*** PAGE EXTRACT ***
My guess is that the chart or Terraform config in question is responsible for creating the service account, and the [cluster] roles and rolebindings, but it might be doing so in the wrong order, or not idempotently (so you get different results on re-install vs the initial install). But we would need to see a configuration that reproduces this error. In my testing of version 2 of the providers on AKS, EKS, GKE, and minikube, I haven't seen this issue come up.

Feel free to browse these working examples of building specific clusters and using them with Kubernetes and Helm providers. Giving the config a skim might give you some ideas for troubleshooting further.
***
* [WRITTEN EXERCISE 1] Please return the passage of the Terraform troubleshooting post that begins at the words "My guess is" and stops after "issue come up.".
* [WRITTEN EXERCISE 2] According to the Terraform troubleshooting post, on which platforms was version 2 of the providers tested?
The data that comes next has no connection to the Terraform troubleshooting post.
*** PROVIDED RECORDS ***
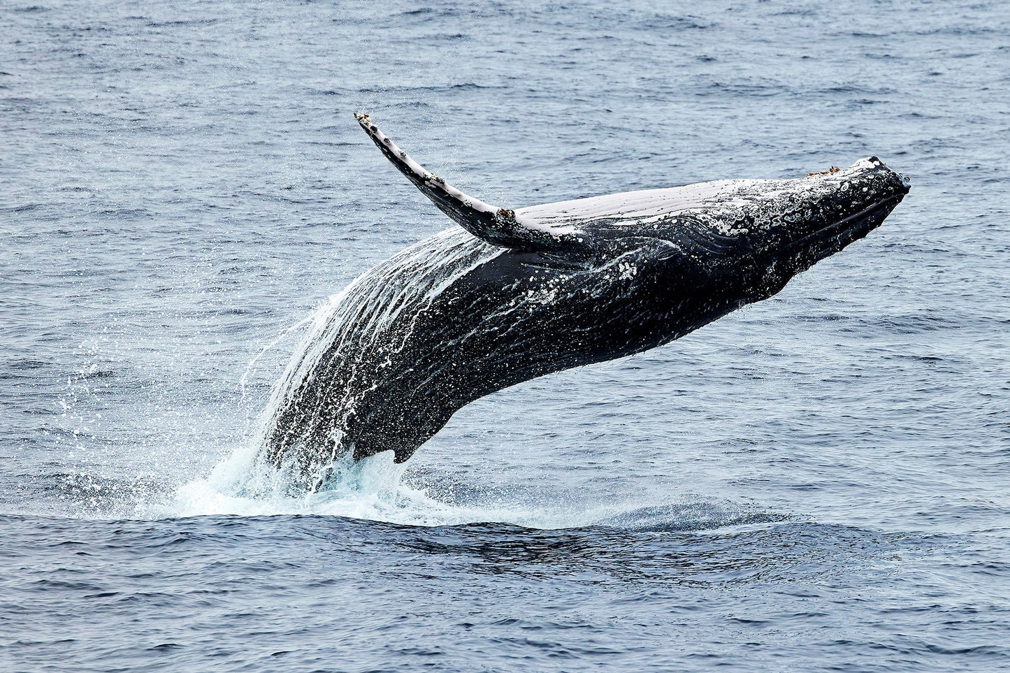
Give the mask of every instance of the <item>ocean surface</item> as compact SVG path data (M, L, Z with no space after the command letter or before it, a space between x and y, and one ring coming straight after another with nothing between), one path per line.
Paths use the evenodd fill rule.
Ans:
M451 222L877 155L778 296L227 485ZM0 670L1010 670L1010 5L0 0ZM237 475L240 477L241 475Z

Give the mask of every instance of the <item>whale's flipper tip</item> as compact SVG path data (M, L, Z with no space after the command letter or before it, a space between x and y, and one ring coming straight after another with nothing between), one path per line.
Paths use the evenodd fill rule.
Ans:
M367 113L355 112L355 119L400 173L442 212L478 238L501 248L559 252L564 243L561 236L540 227L530 227L517 218L515 210L485 203L428 172L379 130Z

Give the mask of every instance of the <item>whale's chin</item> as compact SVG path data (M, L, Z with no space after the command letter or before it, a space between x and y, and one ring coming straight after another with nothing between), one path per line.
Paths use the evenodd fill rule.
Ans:
M904 197L904 194L888 196L790 244L782 251L783 262L793 274L806 271L880 226Z

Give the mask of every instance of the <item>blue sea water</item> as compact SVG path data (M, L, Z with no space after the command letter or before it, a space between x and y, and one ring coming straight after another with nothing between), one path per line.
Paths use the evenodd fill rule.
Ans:
M1010 6L0 3L0 669L1010 670ZM222 484L313 312L450 224L869 155L780 295Z

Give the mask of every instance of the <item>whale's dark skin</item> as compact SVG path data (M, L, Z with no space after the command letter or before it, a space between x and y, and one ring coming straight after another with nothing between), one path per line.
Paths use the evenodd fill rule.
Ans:
M355 281L275 393L264 457L318 485L341 455L407 460L461 407L641 353L771 297L908 192L876 158L795 180L719 181L497 208L362 127L464 228Z

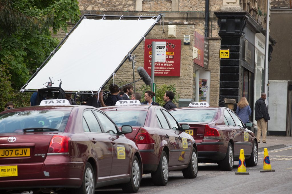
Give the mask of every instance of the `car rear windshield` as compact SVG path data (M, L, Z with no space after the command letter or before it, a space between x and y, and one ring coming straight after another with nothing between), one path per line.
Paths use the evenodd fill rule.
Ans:
M118 126L144 126L147 111L144 110L121 110L106 111L105 114Z
M217 112L217 110L197 109L170 112L178 122L211 122L214 120Z
M0 114L0 133L23 132L25 129L55 129L63 132L70 111L34 110ZM56 131L57 130L55 130Z

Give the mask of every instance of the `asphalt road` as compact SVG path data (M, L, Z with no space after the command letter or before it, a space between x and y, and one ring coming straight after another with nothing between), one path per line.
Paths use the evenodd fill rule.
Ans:
M171 172L168 182L164 186L154 186L150 174L143 175L138 193L290 193L292 188L292 146L269 151L269 156L271 166L275 172L260 172L263 169L264 158L264 152L261 152L258 153L257 166L247 167L249 175L235 174L238 162L234 162L231 171L221 171L215 164L200 163L196 179L185 179L180 171ZM111 186L99 188L95 193L123 192L118 187Z

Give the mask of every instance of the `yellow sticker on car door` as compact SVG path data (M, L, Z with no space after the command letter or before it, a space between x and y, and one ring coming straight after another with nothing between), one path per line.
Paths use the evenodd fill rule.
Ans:
M186 138L182 138L182 148L187 148L187 140Z

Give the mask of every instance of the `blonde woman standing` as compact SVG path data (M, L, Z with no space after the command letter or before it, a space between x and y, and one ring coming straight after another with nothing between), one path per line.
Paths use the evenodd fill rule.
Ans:
M237 103L236 114L245 124L249 122L249 116L251 114L251 109L248 102L245 97L243 97Z

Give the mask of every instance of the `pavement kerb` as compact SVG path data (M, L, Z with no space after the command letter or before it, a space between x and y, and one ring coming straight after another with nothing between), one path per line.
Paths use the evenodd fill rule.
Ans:
M259 152L260 151L263 151L264 149L265 148L266 148L268 149L268 151L269 151L270 150L272 150L273 149L276 149L283 148L287 147L288 146L289 146L286 145L284 145L284 144L280 144L279 145L274 145L270 146L266 146L265 147L258 147L258 151Z

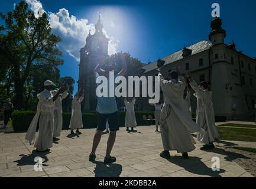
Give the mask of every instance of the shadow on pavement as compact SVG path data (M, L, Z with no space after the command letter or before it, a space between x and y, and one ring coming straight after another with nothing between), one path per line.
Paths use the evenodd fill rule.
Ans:
M122 172L122 165L118 164L104 164L102 162L95 161L95 177L119 177Z
M35 165L37 161L34 161L35 157L40 157L43 159L43 164L46 163L48 161L47 154L50 154L50 152L37 152L35 150L34 150L31 154L21 154L20 157L21 158L20 160L15 161L14 162L17 162L17 166L24 166ZM47 167L47 165L42 164L44 167Z
M189 157L189 159L184 159L182 157L171 157L168 160L183 168L186 171L199 175L209 175L214 177L221 177L220 173L225 172L226 171L220 169L219 171L213 171L212 168L209 168L201 161L202 158L195 157Z
M222 144L223 145L224 145L224 146L228 146L228 147L231 147L231 146L238 145L238 144L234 143L234 142L230 142L220 141L220 140L216 140L216 142L219 143L219 144Z

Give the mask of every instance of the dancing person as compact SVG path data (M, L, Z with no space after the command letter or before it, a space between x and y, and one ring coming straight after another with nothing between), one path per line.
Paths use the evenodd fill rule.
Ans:
M219 133L215 125L212 92L208 89L207 82L202 82L200 85L198 85L191 77L189 72L186 72L185 74L189 79L189 84L195 92L195 96L197 98L196 123L206 131L205 133L197 133L197 140L204 144L200 149L206 150L213 148L213 142L219 137Z
M54 102L64 90L64 87L61 86L53 96L50 92L56 89L56 84L51 81L47 80L44 82L44 90L37 94L39 101L37 104L37 112L25 136L25 139L28 141L30 145L34 144L34 146L37 148L36 151L38 152L49 151L50 148L53 146ZM38 135L36 136L38 120Z
M155 107L155 131L158 131L158 126L160 122L161 110L162 109L163 105L161 103L160 100L157 104L150 104L151 106Z
M134 131L134 128L136 128L137 125L134 112L134 105L135 102L136 100L135 98L127 97L124 100L126 108L125 127L127 128L127 131L129 131L129 127L131 128L131 131Z
M127 71L127 65L124 56L121 56L122 68L120 72L115 76L124 76ZM98 77L103 76L108 79L109 82L110 71L114 71L114 66L109 65L106 66L104 69L102 69L104 64L104 57L102 57L100 63L98 64L95 69L95 76L97 79ZM109 83L109 82L108 82ZM114 84L112 83L109 85ZM115 87L115 86L114 86ZM110 87L108 87L109 89ZM107 143L106 151L106 156L104 159L104 164L110 164L116 161L116 158L111 156L111 153L115 144L116 132L119 131L118 125L118 112L115 97L98 97L97 104L97 118L98 118L98 128L93 138L92 152L89 155L89 161L94 161L96 159L96 151L101 141L102 136L102 132L106 127L106 122L108 121L109 126L109 136Z
M176 150L188 158L188 153L195 149L191 133L203 131L195 123L184 110L183 93L186 83L179 77L179 67L168 73L169 80L164 79L158 69L158 80L164 94L164 105L161 112L160 129L164 151L160 157L170 158L169 151Z
M82 92L80 89L74 96L72 100L72 112L71 113L70 123L69 128L70 128L70 134L74 135L74 130L76 129L77 134L82 134L79 131L79 129L83 128L83 119L81 111L81 102L83 102L85 96L85 92Z
M58 92L59 89L51 92L53 96L54 96ZM62 119L62 100L67 97L69 95L69 86L66 87L66 91L60 94L54 102L54 107L53 115L54 118L54 124L53 128L53 141L58 141L60 139L57 137L60 136L60 133L62 131L63 119Z

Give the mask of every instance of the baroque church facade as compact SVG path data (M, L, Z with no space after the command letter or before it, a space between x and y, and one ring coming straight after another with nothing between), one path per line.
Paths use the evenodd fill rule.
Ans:
M234 42L226 44L226 32L222 24L220 18L212 19L210 41L200 41L163 57L166 63L161 70L166 78L175 66L180 66L181 74L189 70L197 83L203 80L209 83L216 115L227 119L249 119L256 103L256 58L236 51ZM143 74L156 76L157 65L157 61L149 63L142 67ZM192 97L191 101L195 114L196 99ZM145 100L139 106L144 110L152 109Z

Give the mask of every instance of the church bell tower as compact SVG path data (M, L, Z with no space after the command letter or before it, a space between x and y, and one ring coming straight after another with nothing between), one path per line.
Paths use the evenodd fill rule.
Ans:
M95 32L91 34L90 30L86 38L86 44L82 48L79 64L79 90L85 90L85 100L82 104L83 111L96 110L97 99L96 84L93 71L102 57L108 56L109 40L103 32L103 24L101 15L95 24Z

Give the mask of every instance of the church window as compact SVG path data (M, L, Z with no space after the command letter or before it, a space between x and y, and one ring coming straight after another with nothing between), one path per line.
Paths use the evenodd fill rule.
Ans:
M241 61L241 66L242 66L242 67L244 68L244 61Z
M189 70L189 63L186 63L186 70Z
M244 76L242 76L242 82L243 85L245 85L245 79Z
M200 75L199 76L199 80L200 80L200 82L205 81L205 74L202 74L202 75Z
M203 66L203 58L200 58L199 59L199 66Z

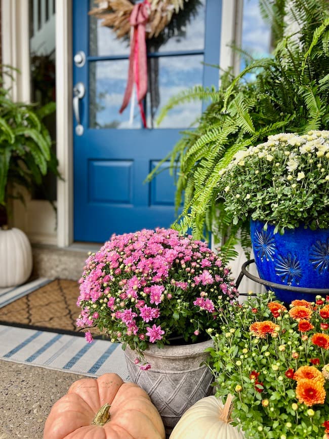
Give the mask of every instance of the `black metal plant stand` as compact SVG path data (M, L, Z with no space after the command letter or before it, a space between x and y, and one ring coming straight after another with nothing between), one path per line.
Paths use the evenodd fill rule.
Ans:
M311 294L314 294L314 296L321 294L329 294L329 288L305 288L302 287L290 287L289 285L283 285L282 284L276 284L274 282L270 282L268 281L264 281L258 277L257 276L254 276L251 274L246 270L246 267L255 262L255 259L251 259L249 261L246 261L242 264L241 267L241 272L239 274L236 282L235 283L236 288L238 288L240 283L242 281L243 276L248 277L249 279L251 279L257 284L261 284L262 285L265 285L266 287L269 287L271 288L276 288L278 290L282 290L288 291L295 291L298 293L308 293ZM248 295L246 293L239 293L240 296Z

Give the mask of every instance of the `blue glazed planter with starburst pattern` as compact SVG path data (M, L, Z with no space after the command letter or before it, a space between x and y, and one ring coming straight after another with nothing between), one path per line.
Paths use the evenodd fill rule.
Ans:
M329 288L329 229L300 226L274 234L261 221L251 221L255 260L260 277L276 284L304 288ZM289 303L296 299L313 301L313 294L274 290L276 297Z

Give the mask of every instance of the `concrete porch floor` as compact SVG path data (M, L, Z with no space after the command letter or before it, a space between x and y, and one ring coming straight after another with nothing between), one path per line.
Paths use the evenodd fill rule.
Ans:
M0 370L0 439L43 439L52 407L74 381L86 378L3 360Z
M88 253L101 247L83 244L61 249L32 245L32 276L77 281ZM0 360L0 439L43 439L53 405L74 381L86 377L3 360Z
M97 252L101 244L75 244L67 248L33 244L33 277L78 280L89 252Z

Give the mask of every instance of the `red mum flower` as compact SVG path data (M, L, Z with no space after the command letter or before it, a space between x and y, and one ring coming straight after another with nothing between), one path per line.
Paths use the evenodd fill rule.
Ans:
M249 375L249 378L251 380L257 380L259 376L259 372L257 372L256 371L253 371L251 372L250 375Z
M267 334L273 334L275 332L276 325L273 322L265 320L264 322L255 322L250 325L249 330L254 335L265 338Z
M320 315L322 318L329 318L329 305L325 305L320 310Z
M320 347L329 349L329 335L318 332L312 337L312 343Z
M314 327L311 323L310 323L308 320L305 319L300 320L298 324L298 329L301 332L308 332L311 329L313 329L314 328Z
M259 393L261 393L264 390L264 385L262 382L260 381L255 382L255 390Z
M294 375L295 374L295 371L294 369L288 369L287 371L286 371L284 372L284 375L287 378L291 378L292 379L294 378Z
M310 360L310 363L314 364L315 366L317 366L320 364L320 360L318 358L311 358Z

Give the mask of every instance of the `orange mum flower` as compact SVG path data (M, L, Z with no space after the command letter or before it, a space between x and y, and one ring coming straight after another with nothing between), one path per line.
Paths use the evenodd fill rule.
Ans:
M270 311L273 314L273 317L278 317L280 313L286 310L285 306L283 306L281 303L278 303L277 302L270 302L267 304L267 306L270 308ZM329 307L329 305L328 305Z
M296 396L298 402L310 407L314 404L323 404L325 390L320 381L304 378L297 381Z
M306 306L306 308L312 308L313 305L310 302L308 302L307 300L293 300L292 302L293 306Z
M329 349L329 335L326 334L322 334L321 332L317 332L312 337L312 343L323 347L324 349Z
M300 320L298 324L298 330L301 332L307 332L308 331L313 329L314 327L313 325L310 323L308 320L305 320L304 318Z
M325 305L320 310L320 315L322 318L329 318L329 305Z
M269 320L264 322L256 322L250 325L249 331L251 331L254 335L265 338L267 334L273 334L275 331L276 325Z
M314 366L301 366L294 374L294 379L298 381L302 379L314 380L323 384L324 377L318 369Z
M294 300L294 301L297 302L298 301ZM295 320L299 320L300 318L306 318L309 320L312 316L312 311L307 306L298 305L292 308L289 311L289 315L293 318L295 318Z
***
* [EXPECTED ANSWER 1]
My guess is that the chart or Terraform config in question is responsible for creating the service account, and the [cluster] roles and rolebindings, but it might be doing so in the wrong order, or not idempotently (so you get different results on re-install vs the initial install). But we would need to see a configuration that reproduces this error. In my testing of version 2 of the providers on AKS, EKS, GKE, and minikube, I haven't seen this issue come up.

* [EXPECTED ANSWER 2] AKS, EKS, GKE, and minikube.